(TEKS BACAAN)
○ ○ ○ ○

BAB I
PENDAHULUAN
A.
Latar
Belakang
Evaluasi merupakan bagian penting
dari sistem pendidikan dan pengajaran dalam berbagai bentuk dan waktu
pengajarannya. Istilah evaluasi pemakaiannya sering di pertukarkan karena
konsep yang mendasarinya kurang di pahami oleh penggunannya. Istilah yang
dimaksud adalah penilaian, pengukuran dan tes. Dengan demikian, konsep-konsep
dasar yang terkait langsung perlu diketahui oleh setiap pembelajar.
Evaluasi/ penilaian pada dasrnya
bertujuan menentukan evektivitas dan evisiensi kegiatan pembelajaran dengan
indikator utama pada keberhasilan atau kegiatan pembelajar dalam mencapai
tujuan-tujuan pembelajaran yang di tetapkan. Selanjutnya menjadi balikan bagi
perbaikan dan pengembangan proses belajar mengajar berikutnya.
B. Rumusan Masalah
Dari uraian diatas, dapat
dirumuskan beberapa masalah sebagai berikut.
1.
Apa
pengertian desain evaluasi?
2. Apa
sajakah Hal-hal yang harus diperhatikan dalam menyusun desain evaluasi program?
3. Apa
sajakah Komponen-komponen Program?
4. Apa
sajakah Hal-hal yang harus ditangani evaluator?
5. Apa
sajakah Hal-hal yang perlu diperhatikan dalam penyusunan desain?
6. Apa
sajakah Langkah penyusunan instrument?
7. Apa
sajakah Criteria evaluator?
8. Apa sajakah Faktor-Faktor
Yang Melemahkan Suatu Bentuk Evaluasi?
9. Apa sajakah Strategi-Strategi
Umum Untuk Memperkuat Desain Evaluasi?
C. Tujuan Penulisan
Adapun tujuan penulisan makalah
ini sebagai berikut.
1.
Untuk
mengetahui pengertian desain evaluasi.
2. Untuk
mengetahui Hal-hal yang harus diperhatikan dalam menyusun desain evaluasi program.
3. Untuk
mengtahui Komponen-komponen Program.
4. Untuk
mengetahui Hal-hal yang harus ditangani evaluator.
5. Untuk
mengetahui Hal-hal yang perlu diperhatikan dalam penyusunan desain.
6. Untuk
mengtahui Langkah penyusunan instrument.
7. Untuk
mengetahui Criteria evaluator.
8. Untuk mengetahui Faktor-Faktor
Yang Melemahkan Suatu Bentuk Evaluasi.
9. Untuk mengetahui Strategi-Strategi
Umum Untuk Memperkuat Desain Evaluasi.
BAB II
PEMBAHASAN
A.
Pengertian
Desain Evaluasi
Desain evaluasi adalah suatu kondisi dan prosedur yang
diciptakan oleh evaluator untuk mengumpulkan data. Kebanyakan pendidik ketika
mendengar istilah “evaluasi” akan langsung mengarah kepada desain penelitian
yang sudah umum seperti desain pre test dan desain post test. Padahal istilah
evaluasi harusnya dimaknai dalam konteks yang lebih besar.

○ ○ ○ ○

(DATA TERCATAT)

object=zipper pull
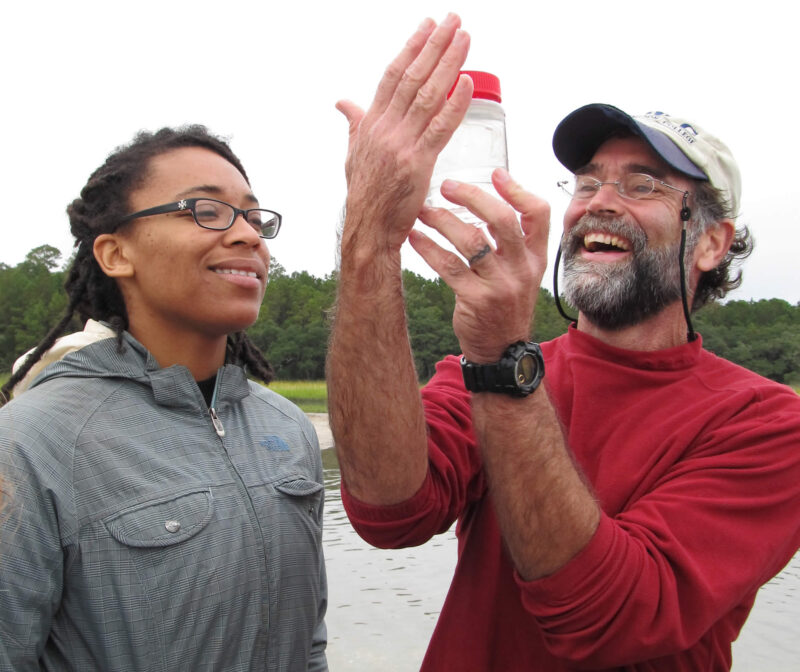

○ ○ ○ ○

(TUGAS YANG DIMINTA)
Tolong jawab dengan satu kalimat: apa pengertian desain evaluasi menurut makalah tentang desain evaluasi?

(JAWABAN TUGAS)
Desain evaluasi adalah suatu kondisi dan prosedur yang diciptakan oleh evaluator untuk mengumpulkan data.